Bounding-box listing
━━━━━━━━━━
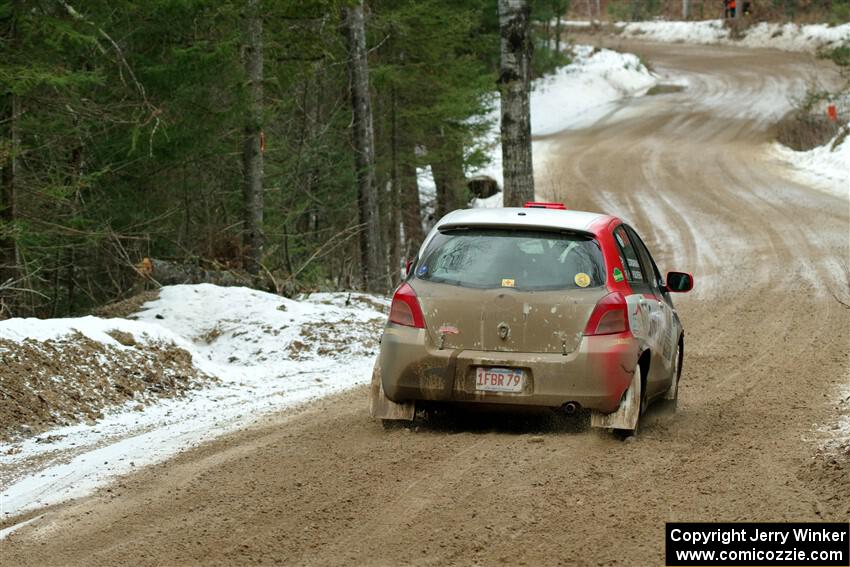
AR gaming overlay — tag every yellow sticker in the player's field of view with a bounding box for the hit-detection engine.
[574,272,590,287]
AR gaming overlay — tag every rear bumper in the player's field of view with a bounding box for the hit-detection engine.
[380,324,639,413]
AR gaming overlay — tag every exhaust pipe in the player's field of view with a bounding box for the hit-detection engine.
[561,402,579,415]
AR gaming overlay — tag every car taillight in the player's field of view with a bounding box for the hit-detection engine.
[390,283,425,329]
[584,291,629,335]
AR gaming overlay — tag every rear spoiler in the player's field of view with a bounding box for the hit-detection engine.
[437,222,596,238]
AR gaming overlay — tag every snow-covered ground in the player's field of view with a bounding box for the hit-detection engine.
[460,45,658,207]
[0,284,387,519]
[771,124,850,198]
[612,20,850,52]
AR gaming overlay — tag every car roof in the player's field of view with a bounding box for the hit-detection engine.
[435,207,615,233]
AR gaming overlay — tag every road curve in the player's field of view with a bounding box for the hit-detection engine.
[0,43,850,567]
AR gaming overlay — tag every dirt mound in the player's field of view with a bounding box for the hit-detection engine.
[289,317,384,360]
[0,331,214,441]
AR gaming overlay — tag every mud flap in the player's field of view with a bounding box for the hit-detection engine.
[590,364,641,431]
[369,361,416,421]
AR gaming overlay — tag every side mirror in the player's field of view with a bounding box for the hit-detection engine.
[667,272,694,293]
━━━━━━━━━━
— Problem description —
Render every line of the bounding-box listing above as a JSON list of strings, one string per line, with the coordinate lines included and the picture left out. Omit any blank lines.

— Solution to this problem —
[
  "AR gaming overlay — tag every yellow sticker in the player's field of view with a bounding box for the hit-detection engine.",
  "[574,272,590,287]",
  "AR gaming overlay — tag every rear bumper in the player's field of view with a bounding box for the hit-detection engine.",
  "[380,324,639,413]",
  "AR gaming overlay — tag every exhaust pipe in the player's field of view with a bounding box for the hit-detection engine.",
  "[561,402,579,415]",
  "AR gaming overlay — tag every car taillight in the player's field of view with a bounding box for the hit-detection engine.",
  "[390,283,425,329]",
  "[584,291,629,335]",
  "AR gaming overlay — tag every rear spoiler in the player's field of view with a bounding box for the hit-detection engine.",
  "[437,222,596,238]",
  "AR gaming overlay — tag every snow-covered ground in the player's field of view with a bounding box for the hit-detection engine.",
  "[460,45,658,207]",
  "[0,284,387,519]",
  "[771,124,850,198]",
  "[612,20,850,52]",
  "AR gaming overlay — tag every car roof in the player's field of view with a bounding box for the hit-detection engine.",
  "[435,207,615,233]",
  "AR gaming overlay — tag every road curve in the player's field of view with a bounding box for the hit-detection engine.",
  "[0,43,850,567]",
  "AR gaming overlay — tag every dirt mound in the player's field of view with a bounding box for the hit-detection engine.",
  "[289,317,384,360]",
  "[0,331,214,441]",
  "AR gaming overlay — tag every mud flap in the player's field of view with a bounding box for the hit-detection engine.",
  "[590,364,641,431]",
  "[369,361,416,421]",
  "AR gaming overlay — tag every side mirror in the player's field of view with a bounding box for the hit-detection engine.",
  "[667,272,694,293]"
]